● **Problem A**:
From the post about the Butler report below, copy the stretch from "by Brian Jones" through "Inquiry is concerned." word for word.
● **Problem B**:
In the post about the Butler report below, on what date did the Cabinet Office make its announcement?

● **Text**:
-.-.-

The government plays catch-up

By brianjones - Last updated: Monday, November 2, 2009 - Save & Share - Leave a Comment

by Brian Jones

In a low key web release, the Cabinet Office announced on 8 October that the prime minister has accepted the recommendations of an internal review of how best to build on the lessons identified by the 2004 Butler report. Its timing coincides with the start of the latest Iraq inquiry. It serves to draw attention, I am sure unintentionally, to how many of the Butler recommendations appear to have been ignored or spun away in order to underpin the coincident preference of a government and its senior civil service to continue the cover-up of what really happened on the road to the Iraq war. This is not promising as far as the implementation of any recommendations that may be made by the Chilcot Inquiry is concerned.

It is hardly surprising that most people missed the announcement it because at first sight it appears to be a matter of minor detail dealt with in the obscure way of Whitehall. Also, it was quietly made public on the last day of the party conference season. By this time most political journalists were exhausted by three weeks of trekking from Bournemouth, to Brighton, to Manchester, and will have been dreaming a few days respite rather than trawling the internet for political minutia.

-.-.-

● **Excerpted data**:
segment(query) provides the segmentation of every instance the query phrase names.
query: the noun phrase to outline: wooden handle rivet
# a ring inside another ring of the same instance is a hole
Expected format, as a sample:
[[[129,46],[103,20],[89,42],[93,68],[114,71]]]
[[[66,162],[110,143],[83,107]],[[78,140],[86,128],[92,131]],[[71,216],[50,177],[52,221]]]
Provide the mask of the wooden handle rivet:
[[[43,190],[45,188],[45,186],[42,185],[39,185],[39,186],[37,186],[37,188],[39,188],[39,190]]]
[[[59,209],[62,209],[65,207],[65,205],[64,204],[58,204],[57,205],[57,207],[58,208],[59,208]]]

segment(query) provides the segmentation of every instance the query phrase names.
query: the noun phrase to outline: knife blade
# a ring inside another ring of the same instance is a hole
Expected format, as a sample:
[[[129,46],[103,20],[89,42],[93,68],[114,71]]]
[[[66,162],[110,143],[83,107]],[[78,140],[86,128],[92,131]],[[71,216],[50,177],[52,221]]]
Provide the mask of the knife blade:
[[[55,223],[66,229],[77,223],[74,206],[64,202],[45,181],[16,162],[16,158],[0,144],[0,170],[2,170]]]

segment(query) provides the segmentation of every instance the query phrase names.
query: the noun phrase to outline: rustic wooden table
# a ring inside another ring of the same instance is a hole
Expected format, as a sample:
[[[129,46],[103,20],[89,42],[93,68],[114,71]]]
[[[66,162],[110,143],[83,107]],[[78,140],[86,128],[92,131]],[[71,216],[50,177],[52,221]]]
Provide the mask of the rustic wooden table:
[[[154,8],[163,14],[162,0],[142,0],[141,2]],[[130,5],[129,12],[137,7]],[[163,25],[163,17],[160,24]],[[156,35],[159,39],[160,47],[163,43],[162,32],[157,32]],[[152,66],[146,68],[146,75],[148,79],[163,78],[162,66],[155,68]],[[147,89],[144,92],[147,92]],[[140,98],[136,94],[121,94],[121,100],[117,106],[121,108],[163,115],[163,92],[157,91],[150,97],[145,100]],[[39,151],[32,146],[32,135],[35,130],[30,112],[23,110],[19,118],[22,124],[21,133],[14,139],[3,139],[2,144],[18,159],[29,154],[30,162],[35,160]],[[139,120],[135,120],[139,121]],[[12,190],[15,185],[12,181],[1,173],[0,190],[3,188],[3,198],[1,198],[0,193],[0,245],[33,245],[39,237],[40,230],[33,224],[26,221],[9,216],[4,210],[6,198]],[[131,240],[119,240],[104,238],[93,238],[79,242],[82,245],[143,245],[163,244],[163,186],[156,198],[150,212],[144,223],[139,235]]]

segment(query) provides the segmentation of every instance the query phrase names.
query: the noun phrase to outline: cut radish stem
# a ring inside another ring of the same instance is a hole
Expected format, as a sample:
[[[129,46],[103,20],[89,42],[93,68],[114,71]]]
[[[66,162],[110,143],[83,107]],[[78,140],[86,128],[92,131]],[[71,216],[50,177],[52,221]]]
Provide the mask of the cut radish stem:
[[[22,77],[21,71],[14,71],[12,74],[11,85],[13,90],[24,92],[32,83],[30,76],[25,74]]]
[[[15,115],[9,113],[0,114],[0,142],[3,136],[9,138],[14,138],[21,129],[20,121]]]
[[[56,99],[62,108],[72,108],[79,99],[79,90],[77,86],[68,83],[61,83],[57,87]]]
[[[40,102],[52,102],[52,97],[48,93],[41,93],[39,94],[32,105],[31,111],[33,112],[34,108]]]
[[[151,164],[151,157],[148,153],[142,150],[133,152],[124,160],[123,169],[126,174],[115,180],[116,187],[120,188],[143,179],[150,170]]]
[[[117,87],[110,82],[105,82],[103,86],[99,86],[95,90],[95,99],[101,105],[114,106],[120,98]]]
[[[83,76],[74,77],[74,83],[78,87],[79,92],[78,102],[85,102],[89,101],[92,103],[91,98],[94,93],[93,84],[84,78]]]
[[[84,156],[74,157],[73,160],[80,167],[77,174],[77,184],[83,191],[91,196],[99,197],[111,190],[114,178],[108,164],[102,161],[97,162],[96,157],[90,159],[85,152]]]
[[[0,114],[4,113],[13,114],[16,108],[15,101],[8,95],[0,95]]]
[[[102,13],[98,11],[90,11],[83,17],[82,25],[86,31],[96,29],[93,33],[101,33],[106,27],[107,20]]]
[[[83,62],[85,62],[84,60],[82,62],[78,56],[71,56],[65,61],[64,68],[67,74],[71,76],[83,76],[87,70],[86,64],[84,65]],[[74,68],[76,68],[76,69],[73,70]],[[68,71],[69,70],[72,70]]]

-.-.-

● **Full output A**:
by Brian Jones

In a low key web release, the Cabinet Office announced on 8 October that the prime minister has accepted the recommendations of an internal review of how best to build on the lessons identified by the 2004 Butler report. Its timing coincides with the start of the latest Iraq inquiry. It serves to draw attention, I am sure unintentionally, to how many of the Butler recommendations appear to have been ignored or spun away in order to underpin the coincident preference of a government and its senior civil service to continue the cover-up of what really happened on the road to the Iraq war. This is not promising as far as the implementation of any recommendations that may be made by the Chilcot Inquiry is concerned.

● **Full output B**:
8 October